_Problem to work on_
Swap "whole-number pixels" for "integer pixel coordinates" everywhere it occurs in the material below, and reproduce all of the material otherwise unchanged, leaving out the pictures.

--- START OF Excerpted data ---

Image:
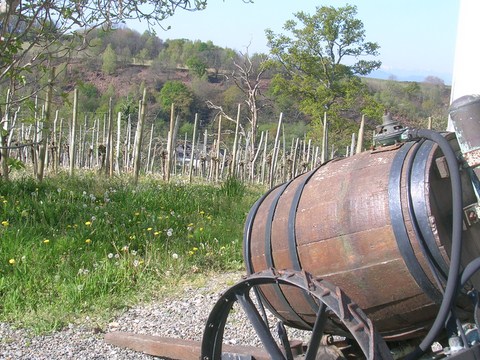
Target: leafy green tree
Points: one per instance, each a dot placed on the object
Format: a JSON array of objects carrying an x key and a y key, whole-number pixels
[
  {"x": 178, "y": 93},
  {"x": 322, "y": 58},
  {"x": 109, "y": 60}
]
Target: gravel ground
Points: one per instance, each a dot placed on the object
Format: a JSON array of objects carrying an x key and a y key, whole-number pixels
[{"x": 181, "y": 317}]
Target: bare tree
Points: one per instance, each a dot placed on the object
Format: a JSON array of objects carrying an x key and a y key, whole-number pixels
[{"x": 247, "y": 76}]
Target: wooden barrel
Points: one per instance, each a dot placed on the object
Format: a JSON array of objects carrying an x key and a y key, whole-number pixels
[{"x": 373, "y": 224}]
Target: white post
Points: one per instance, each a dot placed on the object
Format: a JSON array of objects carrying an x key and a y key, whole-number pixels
[{"x": 466, "y": 76}]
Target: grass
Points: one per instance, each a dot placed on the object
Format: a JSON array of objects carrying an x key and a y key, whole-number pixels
[{"x": 88, "y": 246}]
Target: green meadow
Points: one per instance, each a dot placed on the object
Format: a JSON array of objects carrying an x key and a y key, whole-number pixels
[{"x": 88, "y": 246}]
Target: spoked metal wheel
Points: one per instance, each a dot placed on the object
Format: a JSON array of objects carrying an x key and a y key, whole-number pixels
[{"x": 332, "y": 303}]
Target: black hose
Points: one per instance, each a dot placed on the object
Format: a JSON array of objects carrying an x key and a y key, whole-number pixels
[{"x": 451, "y": 288}]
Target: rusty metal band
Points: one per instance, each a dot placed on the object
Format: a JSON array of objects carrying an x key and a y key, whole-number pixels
[
  {"x": 247, "y": 233},
  {"x": 292, "y": 238},
  {"x": 399, "y": 228},
  {"x": 418, "y": 207},
  {"x": 247, "y": 251},
  {"x": 269, "y": 256}
]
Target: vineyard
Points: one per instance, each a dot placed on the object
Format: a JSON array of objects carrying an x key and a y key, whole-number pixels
[{"x": 114, "y": 145}]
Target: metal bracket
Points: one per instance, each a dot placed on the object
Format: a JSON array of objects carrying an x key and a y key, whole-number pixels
[{"x": 472, "y": 214}]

--- END OF Excerpted data ---

_Exercise response_
Image:
Target: leafy green tree
Points: one per instance, each a dot placed on the object
Format: a JSON array of objects carrying an x key and a y key, integer pixel coordinates
[
  {"x": 178, "y": 93},
  {"x": 322, "y": 58},
  {"x": 109, "y": 60}
]
Target: gravel ground
Points: one per instance, each a dot placed on the object
Format: a JSON array of objects carrying an x key and a y key, integer pixel coordinates
[{"x": 181, "y": 317}]
Target: bare tree
Points: one per instance, each a dot placed on the object
Format: a JSON array of objects carrying an x key and a y key, integer pixel coordinates
[{"x": 247, "y": 76}]
Target: wooden barrel
Points: one per instance, each a dot placed on the object
Format: a JSON array of objects carrying an x key and a y key, integer pixel coordinates
[{"x": 373, "y": 224}]
Target: white post
Points: one per instance, each a dot placed on the object
Format: a JSON array of objects carrying an x key and a y key, integer pixel coordinates
[{"x": 466, "y": 76}]
Target: grass
Points: one per instance, each a dot placed on the object
Format: a JSON array of objects carrying an x key and a y key, integer pixel coordinates
[{"x": 88, "y": 246}]
Target: green meadow
Points: one per instance, each a dot placed on the object
Format: a JSON array of objects carrying an x key and a y key, integer pixel coordinates
[{"x": 88, "y": 246}]
Target: spoked metal wheel
Points: one per instance, each a dot placed on the object
Format: a JSON array of objects carrying an x key and a y key, integer pixel coordinates
[{"x": 332, "y": 303}]
Target: black hose
Points: one per instance, each a dot placed on the object
Format: a JSON array of objects carrying an x key and a y key, integer pixel coordinates
[{"x": 451, "y": 288}]
Target: rusty metal band
Points: one per instance, each a dot placed on the object
Format: a JSON array of objects carrying an x key and a y key, integer pixel coordinates
[
  {"x": 247, "y": 233},
  {"x": 292, "y": 238},
  {"x": 399, "y": 228},
  {"x": 418, "y": 207},
  {"x": 247, "y": 251},
  {"x": 269, "y": 256}
]
Target: vineyard
Points: one per instance, each a dot placed on the object
Format: a JSON array of objects carrying an x key and a y key, integer pixel coordinates
[{"x": 114, "y": 145}]
Target: metal bracket
Points: one per instance, each a dot placed on the object
Format: a JSON array of objects carrying an x key and a y key, integer pixel coordinates
[{"x": 472, "y": 214}]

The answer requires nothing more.